* [FRAGMENTO EXTRAÍDO]
__________
Ambas discusiones reclaman de una serenidad y seriedad incuestionables. En primer lugar, sería importante que, de una vez por todas, diferenciáramos el estrado político del púlpito eclesiástico; de ahí que aquéllas nos parecieran improcedentes por la tribuna elegida para realizarlas. Éste es sólo un ejemplo más de las tensiones en las que se ve involucrada la Iglesia, que no está ni para legitimar las aspiraciones nacionalistas ni las de la derecha ultraconservadora. Pero tampoco su papel es el que le desean conferir los ultralaicistas, quienes la conciben como “los curas y las monjas”, relegándola a un ámbito privado.  En este sentido, la Iglesia tiene que ser una instancia crítica con la política, porque su papel no debe ser temporal. Tiene que apostar definitivamente por el Evangelio, donde lo importante son las personas, no la religión. Por tanto, sí que tiene un papel público, en defensa de la justicia y en defensa de los derechos humanos. Eso sí, sabiendo dónde están sus límites. Porque no está para dictar las normas morales al gobierno de turno. La Iglesia no está ni para servir a los políticos, ni para servirse de los políticos.

Así pues, habría que ser extremadamente cauteloso, porque no se trata de un debate entre izquierdas y derechas, ni entre nacionalistas y españolistas, sino de una reflexión a realizar dentro del seno de la Iglesia, en la que el protagonismo lo deben tener aquéllos que se consideran parte de ella. Desde este punto de vista, es imprescindible plantearse qué imagen de Dios y de Iglesia tenemos. Si como Iglesia entendemos lo que popularmente se conoce como “los curas y las monjas”, en donde la voz y el voto reside en manos del clero, el debate queda drásticamente cerrado: corresponde a ellos, exclusivamente, el pronunciamiento a todos los niveles sobre el perfil del candidato que se desearía.

Sin embargo, si hemos incorporado lo postulado en el Concilio Vaticano II, comprenderemos que la Iglesia la conforma el Pueblo de Dios, pueblo en el que los laicos, gentes de a pie, ciudadanos de la calle, desempeñan un papel insustituible, porque la radicalidad del Evangelio es para todos. Por qué no contar con comunidades parroquiales, comunidades cristianas, congregaciones, grupos cristianos… Desde esta perspectiva, entendemos que el planteamiento debiera ser completamente distinto. Habría que facilitar los cauces apropiados para el pronunciamiento; cauces ágiles, dinámicos, de verdadero peso, de manera que aquel interesado en participar no se perdiera en macroestructuras que lo engullen por completo. En ese sentido, los obispos no deberían ser impuestos.
__________
* [DATOS PROPORCIONADOS]
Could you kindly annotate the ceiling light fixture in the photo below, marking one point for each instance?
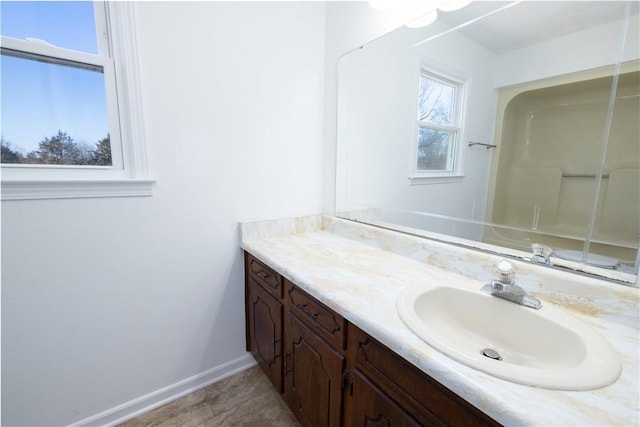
__________
* [QUÉ DEBES HACER] Continúa el fragmento sobre el papel de la Iglesia y la elección de los obispos a partir de su última oración.

* [RESULTADO DEL EJERCICIO]
Porque el debate en sí de la elección de prelados esconde otro mucho más profundo acerca del modelo de Iglesia por el que apostamos. Un modelo anquilosado en una elección oligárquica denota una clara desconfianza de lo que el Pueblo de Dios puede (y debe) aportar. Una Iglesia más democrática no es una Iglesia asamblearia, sino consciente del insustituible papel que jugamos cada uno, de que la sociedad del siglo XXI demanda otro tipo de estructuras. Si nuestra sociedad se estructura democráticamente, ¿qué sentido tiene apostar por otro tipo de estructuras eclesiales? ¿Son realmente útiles las actuales estructuras para difundir el mensaje de Jesús en el mundo moderno?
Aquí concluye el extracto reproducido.